§ **Exercise data**
..........

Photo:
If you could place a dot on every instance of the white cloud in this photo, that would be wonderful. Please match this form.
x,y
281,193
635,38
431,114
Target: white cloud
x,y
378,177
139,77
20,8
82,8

..........

§ **What you will do**
Quote every line of the data above verbatim, keeping the original order and formatting.

§ **Final result**
Photo:
If you could place a dot on every instance of the white cloud in this photo, that would be wonderful. Please match this form.
x,y
281,193
635,38
431,114
Target: white cloud
x,y
378,177
139,77
20,8
82,8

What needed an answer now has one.